Extract.
· · · · · · ·
Due to a struggling economy in 2009, the Department of Human Services (DHS) released some bad news regarding Medicaid rule changes:
Since January 1, 2009, real estate will no longer be considered to have a $o.00 value after it has been listed for sale for 30 days. Now, according to the DHS, real property must be listed for sale at least 3 months prior to the filing of a Medicaid application. This will have a very negative impact on nursing home residents who have real estate that is a countable asset under the Medicaid rules.
The rule provides that for an asset to have a $0.00 value, it must be shown by:
“[f]or homes, life leases, land contracts, mortgages and any other real property, an actual sale attempt at or below fair market value in the owner’s geographic area results in no reasonable offer to purchase. The asset becomes salable when a reasonable offer is received. For applicants, an active attempt to sell must have started at least three months prior to application and must continue until the property is sold.”
Here is how this rule works. Suppose that a widower named Fred Smith suffers a stroke and after being hospitalized for 1 week, is admitted to a nursing home for rehabilitation. Due to his age (87 years old) and the severity of the stroke, Mr.Smith is unable to return home. Mr.Smith has a modest estate consisting of his home, a small hunting cabin worth approximately $35,000, 1 car, and $10,000 in checking and savings accounts. Under the Medicaid rules, Mr.Smith’s home and care are exempt assets and his bank accounts and cabin must be spent down to no more than $2,000. Under the old rule, Mr.Smith could spend his account down to $2000 by prepaying his funeral and list his cabin for sale. After 30 days, he would be eligible for Medicaid benefits.
Under the new rule, Mr.Smith’s hunting cabin must be listed for sale for three months prior to the filing of the Medicaid application. Since Mr.Smith has only $10,000 in cash assets, unless his cabin is sold (unlikely in this market), he will not have enough money to pay the nursing home expense of more than $6,000 per month. Without financial means to pay the nursing home, Mr.Smith may have to return to his home and depend on his children and grandchildren for his care.
· · · · · · ·
[Natural-language object grounding data]
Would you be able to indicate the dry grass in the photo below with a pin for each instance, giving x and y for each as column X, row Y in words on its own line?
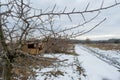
column 105, row 46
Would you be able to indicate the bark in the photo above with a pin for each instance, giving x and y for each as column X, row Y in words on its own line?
column 7, row 75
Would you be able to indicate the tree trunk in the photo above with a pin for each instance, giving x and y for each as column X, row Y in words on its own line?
column 7, row 69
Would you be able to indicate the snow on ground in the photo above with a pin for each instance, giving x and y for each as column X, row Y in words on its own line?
column 110, row 56
column 95, row 69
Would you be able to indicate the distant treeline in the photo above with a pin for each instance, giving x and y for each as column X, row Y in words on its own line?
column 96, row 41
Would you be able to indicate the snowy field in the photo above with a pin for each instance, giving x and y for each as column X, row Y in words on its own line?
column 86, row 66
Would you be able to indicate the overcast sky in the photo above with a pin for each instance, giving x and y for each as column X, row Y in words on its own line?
column 109, row 29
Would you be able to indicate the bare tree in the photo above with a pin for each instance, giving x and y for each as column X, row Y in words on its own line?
column 19, row 22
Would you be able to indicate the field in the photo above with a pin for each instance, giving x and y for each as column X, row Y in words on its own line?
column 105, row 46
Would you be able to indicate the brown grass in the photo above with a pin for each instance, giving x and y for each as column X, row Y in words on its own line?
column 105, row 46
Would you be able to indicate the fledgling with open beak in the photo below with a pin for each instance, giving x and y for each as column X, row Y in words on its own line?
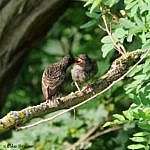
column 53, row 77
column 83, row 69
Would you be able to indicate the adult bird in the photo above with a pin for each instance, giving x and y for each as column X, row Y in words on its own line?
column 83, row 69
column 53, row 77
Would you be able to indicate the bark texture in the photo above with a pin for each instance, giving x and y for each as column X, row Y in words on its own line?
column 23, row 23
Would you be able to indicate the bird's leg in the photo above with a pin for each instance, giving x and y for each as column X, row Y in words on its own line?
column 74, row 114
column 74, row 110
column 76, row 84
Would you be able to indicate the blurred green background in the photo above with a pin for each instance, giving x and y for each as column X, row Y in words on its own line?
column 27, row 89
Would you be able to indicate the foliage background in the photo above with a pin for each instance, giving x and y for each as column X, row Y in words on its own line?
column 131, row 97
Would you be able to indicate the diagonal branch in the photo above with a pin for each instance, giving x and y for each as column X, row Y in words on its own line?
column 119, row 67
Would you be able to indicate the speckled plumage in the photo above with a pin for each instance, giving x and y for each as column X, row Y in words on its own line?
column 83, row 69
column 54, row 76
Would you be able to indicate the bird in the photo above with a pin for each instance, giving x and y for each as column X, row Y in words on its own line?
column 53, row 76
column 83, row 69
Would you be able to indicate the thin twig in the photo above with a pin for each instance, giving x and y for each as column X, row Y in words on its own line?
column 87, row 100
column 120, row 48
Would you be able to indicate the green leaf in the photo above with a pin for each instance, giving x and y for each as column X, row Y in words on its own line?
column 95, row 4
column 88, row 2
column 136, row 146
column 108, row 124
column 128, row 114
column 130, row 5
column 119, row 33
column 119, row 117
column 88, row 24
column 106, row 40
column 138, row 139
column 141, row 134
column 92, row 15
column 127, row 24
column 106, row 48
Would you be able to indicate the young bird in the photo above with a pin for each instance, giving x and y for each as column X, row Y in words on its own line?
column 83, row 69
column 53, row 77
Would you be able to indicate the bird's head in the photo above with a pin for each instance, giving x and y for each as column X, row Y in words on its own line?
column 82, row 59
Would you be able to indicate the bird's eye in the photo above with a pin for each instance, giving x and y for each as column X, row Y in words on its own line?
column 79, row 61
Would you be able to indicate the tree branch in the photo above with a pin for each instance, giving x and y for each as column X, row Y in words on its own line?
column 118, row 70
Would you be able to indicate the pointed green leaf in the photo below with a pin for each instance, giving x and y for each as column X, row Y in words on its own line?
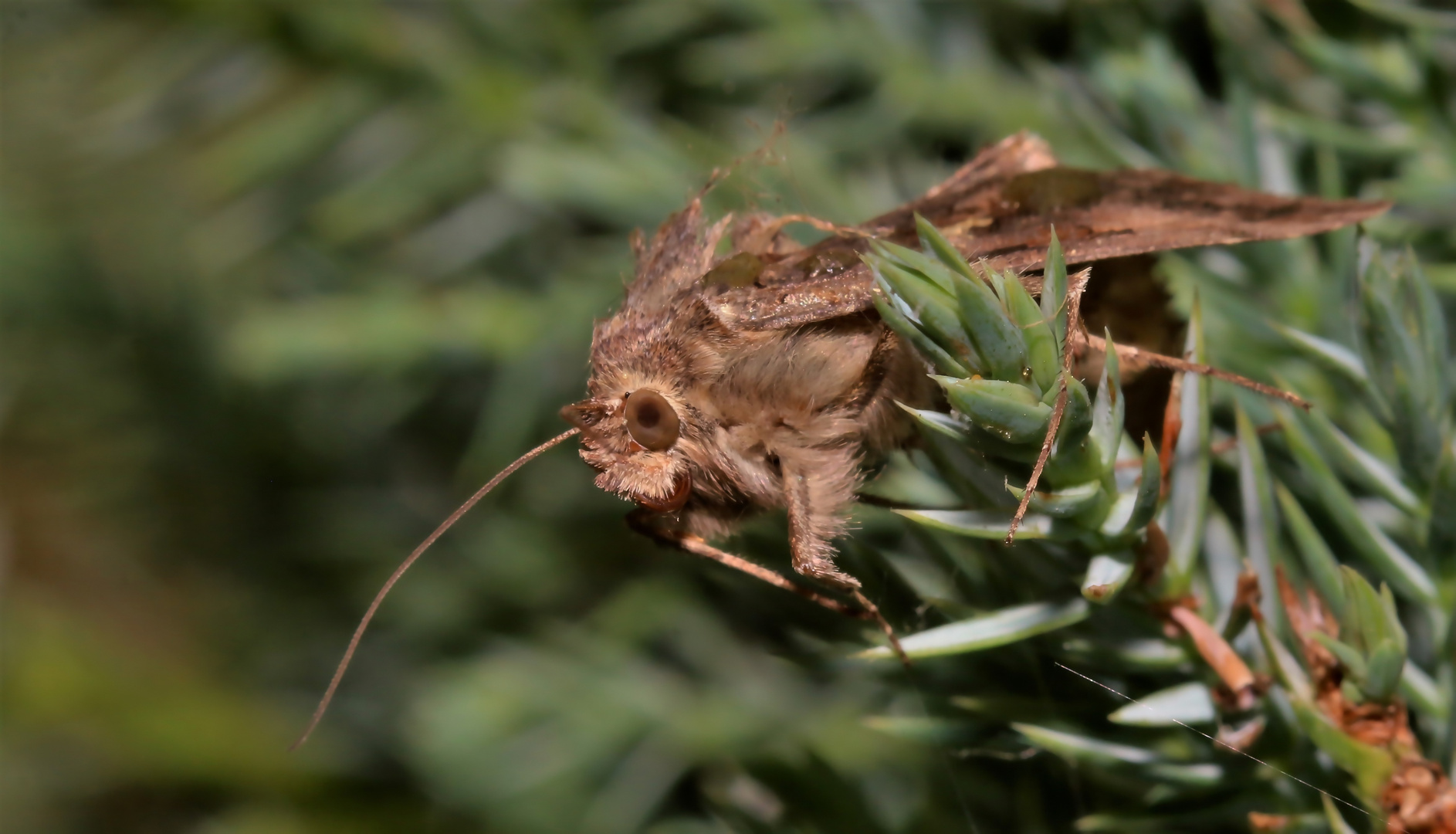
column 1148, row 490
column 943, row 249
column 1257, row 498
column 1359, row 465
column 1347, row 656
column 1369, row 766
column 1109, row 408
column 1331, row 355
column 1424, row 693
column 932, row 309
column 919, row 263
column 890, row 312
column 1383, row 670
column 940, row 422
column 982, row 523
column 1188, row 491
column 1319, row 562
column 1383, row 555
column 922, row 728
column 1184, row 703
column 1286, row 669
column 1041, row 344
column 1055, row 291
column 1337, row 822
column 1076, row 418
column 1106, row 577
column 1084, row 748
column 1004, row 409
column 1442, row 533
column 989, row 631
column 997, row 341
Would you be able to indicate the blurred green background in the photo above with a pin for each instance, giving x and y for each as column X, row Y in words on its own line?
column 283, row 281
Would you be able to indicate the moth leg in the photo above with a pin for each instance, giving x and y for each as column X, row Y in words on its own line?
column 642, row 521
column 862, row 393
column 816, row 495
column 818, row 483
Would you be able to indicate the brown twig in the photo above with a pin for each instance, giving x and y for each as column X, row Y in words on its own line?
column 1227, row 444
column 1135, row 355
column 1075, row 286
column 1217, row 654
column 1173, row 427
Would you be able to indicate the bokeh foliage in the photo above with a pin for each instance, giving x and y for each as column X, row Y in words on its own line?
column 281, row 281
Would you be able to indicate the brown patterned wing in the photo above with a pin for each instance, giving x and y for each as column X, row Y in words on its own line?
column 1002, row 205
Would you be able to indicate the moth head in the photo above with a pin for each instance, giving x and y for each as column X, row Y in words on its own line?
column 637, row 440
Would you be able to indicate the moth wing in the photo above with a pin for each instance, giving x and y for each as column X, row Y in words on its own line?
column 1002, row 207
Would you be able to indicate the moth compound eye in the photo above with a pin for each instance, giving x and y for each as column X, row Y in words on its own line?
column 651, row 421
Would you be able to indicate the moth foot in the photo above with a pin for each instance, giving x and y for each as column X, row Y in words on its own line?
column 825, row 571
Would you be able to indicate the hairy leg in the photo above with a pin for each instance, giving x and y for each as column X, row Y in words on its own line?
column 817, row 488
column 642, row 521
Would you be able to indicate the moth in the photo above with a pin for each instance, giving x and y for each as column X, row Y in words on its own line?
column 760, row 378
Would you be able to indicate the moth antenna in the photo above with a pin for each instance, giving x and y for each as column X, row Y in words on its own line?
column 411, row 559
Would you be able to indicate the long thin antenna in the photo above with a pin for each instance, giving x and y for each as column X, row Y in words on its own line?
column 411, row 559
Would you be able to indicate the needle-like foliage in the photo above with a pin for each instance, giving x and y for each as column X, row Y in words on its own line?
column 283, row 283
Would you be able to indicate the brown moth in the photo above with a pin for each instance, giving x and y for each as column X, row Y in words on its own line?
column 764, row 378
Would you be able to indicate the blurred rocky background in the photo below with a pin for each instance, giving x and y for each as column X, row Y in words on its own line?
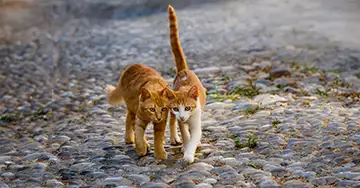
column 283, row 81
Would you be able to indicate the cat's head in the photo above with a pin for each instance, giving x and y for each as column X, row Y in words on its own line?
column 183, row 104
column 154, row 106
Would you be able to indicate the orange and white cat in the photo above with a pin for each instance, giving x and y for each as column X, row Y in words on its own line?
column 145, row 94
column 188, row 98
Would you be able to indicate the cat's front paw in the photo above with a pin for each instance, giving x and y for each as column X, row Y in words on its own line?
column 162, row 155
column 109, row 89
column 142, row 149
column 189, row 158
column 175, row 141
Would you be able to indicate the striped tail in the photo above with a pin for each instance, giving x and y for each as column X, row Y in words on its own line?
column 176, row 49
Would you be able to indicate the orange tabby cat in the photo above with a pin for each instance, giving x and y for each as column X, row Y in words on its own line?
column 145, row 94
column 188, row 99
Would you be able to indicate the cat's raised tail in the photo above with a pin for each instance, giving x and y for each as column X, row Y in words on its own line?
column 176, row 49
column 113, row 95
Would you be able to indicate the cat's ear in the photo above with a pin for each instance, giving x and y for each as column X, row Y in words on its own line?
column 168, row 93
column 144, row 94
column 194, row 92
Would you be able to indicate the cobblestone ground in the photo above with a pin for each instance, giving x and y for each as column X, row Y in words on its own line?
column 273, row 117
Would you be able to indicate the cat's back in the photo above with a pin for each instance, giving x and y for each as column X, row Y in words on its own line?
column 186, row 78
column 137, row 74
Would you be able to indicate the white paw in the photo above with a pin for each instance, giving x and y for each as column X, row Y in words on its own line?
column 188, row 158
column 109, row 88
column 183, row 148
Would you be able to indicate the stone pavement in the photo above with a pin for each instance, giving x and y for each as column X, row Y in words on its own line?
column 276, row 117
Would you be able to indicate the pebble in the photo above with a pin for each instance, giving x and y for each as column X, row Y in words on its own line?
column 277, row 73
column 154, row 185
column 8, row 175
column 245, row 107
column 219, row 105
column 69, row 136
column 204, row 185
column 138, row 178
column 117, row 181
column 54, row 183
column 268, row 99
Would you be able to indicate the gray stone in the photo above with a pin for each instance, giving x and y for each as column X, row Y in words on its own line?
column 3, row 185
column 209, row 181
column 349, row 175
column 219, row 170
column 230, row 177
column 154, row 185
column 54, row 183
column 219, row 105
column 61, row 139
column 245, row 107
column 8, row 175
column 185, row 184
column 117, row 181
column 268, row 99
column 204, row 185
column 138, row 178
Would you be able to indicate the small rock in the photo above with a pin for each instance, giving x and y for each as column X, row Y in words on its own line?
column 262, row 65
column 219, row 105
column 200, row 166
column 268, row 99
column 265, row 128
column 154, row 185
column 117, row 181
column 349, row 175
column 54, row 183
column 277, row 73
column 138, row 178
column 245, row 107
column 209, row 181
column 185, row 184
column 203, row 185
column 59, row 139
column 3, row 185
column 207, row 70
column 8, row 175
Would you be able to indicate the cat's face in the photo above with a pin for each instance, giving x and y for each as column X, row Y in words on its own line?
column 183, row 103
column 154, row 105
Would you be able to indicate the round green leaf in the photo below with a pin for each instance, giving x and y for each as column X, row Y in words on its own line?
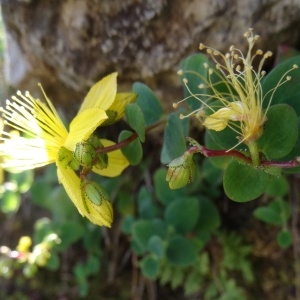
column 174, row 139
column 284, row 238
column 193, row 64
column 134, row 150
column 150, row 267
column 280, row 132
column 126, row 224
column 135, row 119
column 183, row 214
column 24, row 180
column 278, row 186
column 143, row 230
column 244, row 182
column 148, row 102
column 164, row 194
column 181, row 251
column 276, row 213
column 209, row 218
column 147, row 208
column 10, row 202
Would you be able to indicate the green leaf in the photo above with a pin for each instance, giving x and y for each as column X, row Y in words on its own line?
column 244, row 182
column 181, row 251
column 133, row 151
column 148, row 102
column 288, row 92
column 164, row 194
column 54, row 262
column 276, row 213
column 146, row 205
column 156, row 246
column 10, row 202
column 183, row 214
column 143, row 230
column 194, row 72
column 69, row 233
column 278, row 186
column 126, row 224
column 209, row 218
column 24, row 180
column 174, row 139
column 150, row 267
column 284, row 239
column 135, row 119
column 280, row 132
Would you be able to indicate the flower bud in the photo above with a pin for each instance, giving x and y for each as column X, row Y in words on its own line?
column 101, row 159
column 85, row 153
column 93, row 192
column 65, row 156
column 24, row 244
column 182, row 171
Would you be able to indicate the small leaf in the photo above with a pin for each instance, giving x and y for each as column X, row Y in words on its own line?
column 24, row 180
column 244, row 182
column 280, row 132
column 126, row 224
column 183, row 214
column 277, row 212
column 164, row 194
column 148, row 102
column 150, row 267
column 146, row 206
column 181, row 251
column 143, row 230
column 284, row 239
column 209, row 217
column 278, row 186
column 10, row 202
column 135, row 119
column 193, row 71
column 174, row 139
column 156, row 246
column 133, row 151
column 182, row 170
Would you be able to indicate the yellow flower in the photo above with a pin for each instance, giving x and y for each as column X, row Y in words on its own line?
column 46, row 136
column 243, row 100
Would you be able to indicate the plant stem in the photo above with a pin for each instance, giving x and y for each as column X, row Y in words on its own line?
column 254, row 153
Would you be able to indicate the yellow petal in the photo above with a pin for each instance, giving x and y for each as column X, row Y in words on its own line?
column 101, row 215
column 83, row 125
column 117, row 162
column 117, row 109
column 218, row 120
column 101, row 94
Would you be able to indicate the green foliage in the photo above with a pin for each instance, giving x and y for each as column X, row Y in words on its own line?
column 135, row 119
column 278, row 139
column 148, row 102
column 175, row 133
column 244, row 182
column 132, row 151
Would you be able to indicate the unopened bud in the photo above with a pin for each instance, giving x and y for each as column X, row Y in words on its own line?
column 182, row 171
column 65, row 156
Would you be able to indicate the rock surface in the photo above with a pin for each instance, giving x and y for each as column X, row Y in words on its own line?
column 68, row 45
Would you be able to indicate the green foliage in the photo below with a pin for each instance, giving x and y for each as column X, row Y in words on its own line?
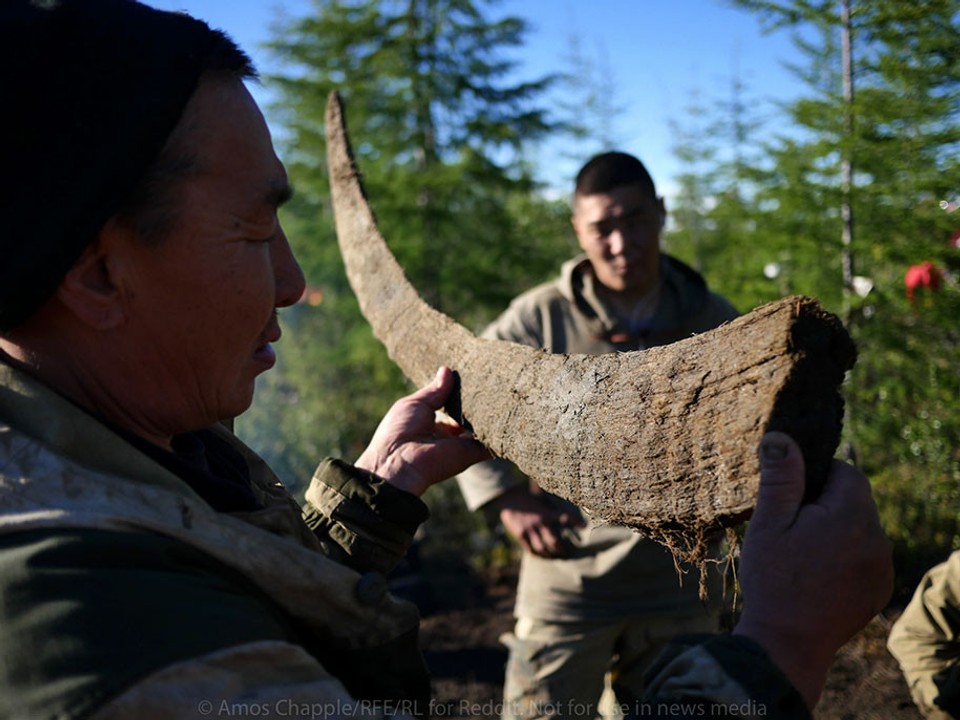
· · · · · · ·
What this exercise asks.
• a. List the assets that make up Mr. Smith's estate in the passage on Medicaid rule changes.
• b. According to the passage on Medicaid rule changes, how long before filing a Medicaid application must real property now be listed for sale?
• c. From the passage on Medicaid rule changes, write out the text starting with "Under the new" and going on through "for his care.".

Answers to the exercises.
• a.
- His home
- A small hunting cabin worth approximately $35,000
- 1 car
- $10,000 in checking and savings accounts

• b. At least three months.

• c.
Under the new rule, Mr.Smith’s hunting cabin must be listed for sale for three months prior to the filing of the Medicaid application. Since Mr.Smith has only $10,000 in cash assets, unless his cabin is sold (unlikely in this market), he will not have enough money to pay the nursing home expense of more than $6,000 per month. Without financial means to pay the nursing home, Mr.Smith may have to return to his home and depend on his children and grandchildren for his care.